[Coordinate labeling data]
----------------------------------------

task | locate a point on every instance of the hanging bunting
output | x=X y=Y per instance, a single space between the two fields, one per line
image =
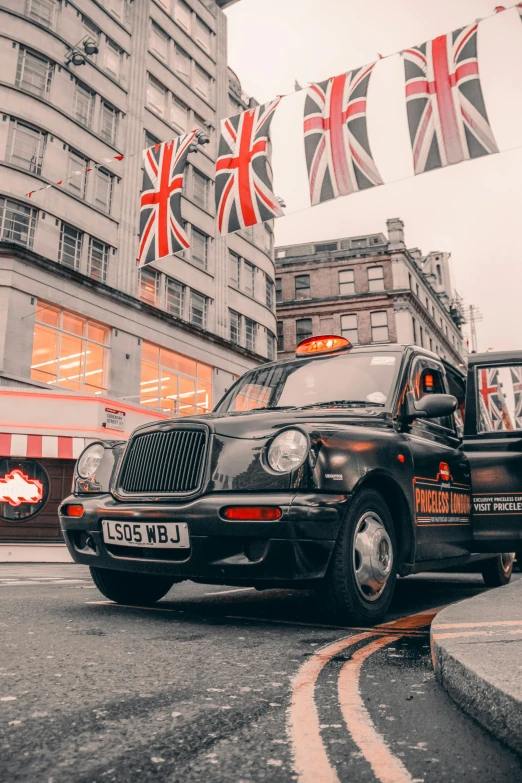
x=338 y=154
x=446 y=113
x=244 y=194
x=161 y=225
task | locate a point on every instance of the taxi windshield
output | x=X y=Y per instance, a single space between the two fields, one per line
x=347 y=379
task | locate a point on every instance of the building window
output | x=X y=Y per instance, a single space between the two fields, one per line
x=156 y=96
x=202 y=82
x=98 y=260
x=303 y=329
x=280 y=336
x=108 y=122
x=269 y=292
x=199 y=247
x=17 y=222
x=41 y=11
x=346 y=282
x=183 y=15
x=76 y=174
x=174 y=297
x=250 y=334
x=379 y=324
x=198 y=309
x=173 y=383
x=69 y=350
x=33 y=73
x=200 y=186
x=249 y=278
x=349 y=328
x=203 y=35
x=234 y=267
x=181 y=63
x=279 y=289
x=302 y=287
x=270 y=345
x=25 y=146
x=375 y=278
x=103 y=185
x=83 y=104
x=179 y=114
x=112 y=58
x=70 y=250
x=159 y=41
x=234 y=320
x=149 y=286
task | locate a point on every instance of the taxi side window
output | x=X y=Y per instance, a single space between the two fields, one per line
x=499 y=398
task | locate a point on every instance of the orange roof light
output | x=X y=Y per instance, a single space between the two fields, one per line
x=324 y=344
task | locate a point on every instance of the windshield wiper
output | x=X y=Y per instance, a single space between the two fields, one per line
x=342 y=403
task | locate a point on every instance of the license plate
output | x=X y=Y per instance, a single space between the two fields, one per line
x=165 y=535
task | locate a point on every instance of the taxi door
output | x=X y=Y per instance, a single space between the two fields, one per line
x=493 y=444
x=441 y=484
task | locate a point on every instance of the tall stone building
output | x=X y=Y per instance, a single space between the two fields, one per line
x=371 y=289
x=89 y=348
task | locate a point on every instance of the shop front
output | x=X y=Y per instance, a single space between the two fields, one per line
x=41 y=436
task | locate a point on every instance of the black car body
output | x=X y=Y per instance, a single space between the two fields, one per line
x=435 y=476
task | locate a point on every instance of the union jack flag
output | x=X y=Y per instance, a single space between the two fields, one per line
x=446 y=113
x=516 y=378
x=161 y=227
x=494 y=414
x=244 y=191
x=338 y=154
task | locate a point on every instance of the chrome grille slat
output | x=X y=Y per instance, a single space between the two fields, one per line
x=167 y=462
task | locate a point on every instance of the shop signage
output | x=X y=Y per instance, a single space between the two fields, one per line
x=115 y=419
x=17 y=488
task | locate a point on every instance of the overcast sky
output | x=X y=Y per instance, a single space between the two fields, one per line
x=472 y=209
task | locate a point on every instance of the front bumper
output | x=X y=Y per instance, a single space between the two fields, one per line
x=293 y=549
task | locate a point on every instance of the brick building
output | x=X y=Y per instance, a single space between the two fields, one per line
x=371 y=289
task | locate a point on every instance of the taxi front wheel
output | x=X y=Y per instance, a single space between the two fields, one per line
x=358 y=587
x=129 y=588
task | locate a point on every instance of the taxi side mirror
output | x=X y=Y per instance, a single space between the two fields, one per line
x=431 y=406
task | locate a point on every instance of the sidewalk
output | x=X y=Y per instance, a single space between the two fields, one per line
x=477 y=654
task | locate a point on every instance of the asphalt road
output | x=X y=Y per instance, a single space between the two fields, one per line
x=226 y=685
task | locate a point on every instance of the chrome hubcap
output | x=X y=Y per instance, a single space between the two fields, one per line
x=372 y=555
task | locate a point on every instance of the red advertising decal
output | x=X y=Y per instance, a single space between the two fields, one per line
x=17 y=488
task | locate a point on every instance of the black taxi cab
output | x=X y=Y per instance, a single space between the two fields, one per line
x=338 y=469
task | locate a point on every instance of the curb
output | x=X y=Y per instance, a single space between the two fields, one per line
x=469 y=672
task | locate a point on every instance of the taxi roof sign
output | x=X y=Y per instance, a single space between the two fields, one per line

----------------------------------------

▶ **Task objective**
Return every line of the entries above verbatim, omitting the pictures.

▶ **Output below**
task | locate a point on every instance of the hanging bunting
output | x=X y=Y per instance, a single space between the two fields, one per line
image =
x=338 y=154
x=446 y=113
x=244 y=194
x=161 y=225
task | locate a point on every instance of the taxi windshield
output | x=X y=Y per instance, a single space between the two fields, one per line
x=347 y=379
task | locate a point on every instance of the building window
output | x=X y=Y per instance, a single space between the two fields, one per line
x=156 y=96
x=202 y=82
x=98 y=260
x=303 y=329
x=280 y=336
x=108 y=122
x=269 y=292
x=199 y=247
x=17 y=222
x=41 y=11
x=346 y=282
x=183 y=15
x=76 y=174
x=174 y=297
x=250 y=334
x=379 y=324
x=198 y=309
x=173 y=383
x=69 y=350
x=33 y=73
x=200 y=186
x=249 y=278
x=349 y=328
x=203 y=35
x=234 y=267
x=181 y=63
x=279 y=289
x=302 y=287
x=270 y=345
x=25 y=146
x=375 y=278
x=103 y=185
x=83 y=104
x=179 y=114
x=112 y=58
x=70 y=250
x=159 y=41
x=234 y=320
x=149 y=286
task | locate a point on every instance of the taxi side window
output | x=X y=Y per instance, a single space between the two fields, one per line
x=499 y=398
task | locate a point on every instance of the orange roof light
output | x=X y=Y per instance, a single space between the two fields, one per line
x=324 y=344
task | locate a point on every instance of the windshield wiper
output | x=X y=Y per instance, a single space between the two fields, one per line
x=342 y=403
task | locate a point on every instance of the license plate
output | x=X y=Y per instance, a single space between the two fields, one per line
x=165 y=535
task | locate a point on every instance of the taxi door
output | x=X y=Y per instance, a single space between the two fields, one per line
x=493 y=444
x=441 y=484
task | locate a point on every instance of the tall stone building
output | x=X y=Y per instance, a single space between the two fields, one per line
x=371 y=289
x=89 y=348
task | locate a point on every instance of the shop front
output | x=X y=Y per instance, a single space between the two fields, one per line
x=41 y=436
task | locate a point on every instance of the black car body
output | x=X y=Y per instance, a single space between the two fields, one per line
x=435 y=476
task | locate a point on every instance of the union jack flag
output | x=X y=Y per instance, a single space between the two fields, one per line
x=446 y=113
x=516 y=378
x=161 y=227
x=494 y=414
x=244 y=191
x=338 y=154
task | locate a point on every instance of the chrome grille slat
output | x=X y=Y per instance, a single space between the two fields, one per line
x=167 y=462
task | locate a point on every instance of the shop signage
output | x=X y=Y per instance, a single space between the two fields, one per line
x=115 y=419
x=17 y=488
task | locate a point on every instance of the overcast sky
output | x=X y=Y per instance, a single space between the two fields, one per line
x=472 y=209
task | locate a point on every instance of the front bumper
output | x=X y=Y per instance, a single space between the two fields, one per line
x=293 y=549
task | locate a point on every instance of the brick building
output | x=X y=Y per instance, a single space between the two fields, one per line
x=371 y=289
task | locate a point on every instance of the taxi front wheel
output | x=X y=Y per instance, a single space between the two fields, one per line
x=358 y=587
x=129 y=588
task | locate a point on every instance of the taxi side mirror
output | x=X y=Y per instance, a single space between the two fields, one per line
x=431 y=406
task | locate a point on every instance of the sidewalk
output | x=X y=Y per instance, a single space between the two fields, one per line
x=477 y=654
task | locate a point on every instance of the asphalt road
output | x=X y=Y per instance, a single space between the two fields, one per line
x=226 y=685
task | locate a point on every instance of the chrome hubcap
output | x=X y=Y per instance, a single space between the two fields, one per line
x=372 y=555
task | locate a point on every instance of the red advertising decal
output | x=X y=Y per instance, a single space between the two fields, one per line
x=17 y=488
task | locate a point on every instance of the black taxi cab
output | x=X y=Y per instance, a single space between the two fields, one per line
x=338 y=469
task | locate a point on every instance of the curb
output | x=X y=Y per instance, a single space between the two fields, one per line
x=469 y=672
task | locate a point on every instance of the taxi roof sign
output | x=X y=Y per instance, a single space between the two fields, one per line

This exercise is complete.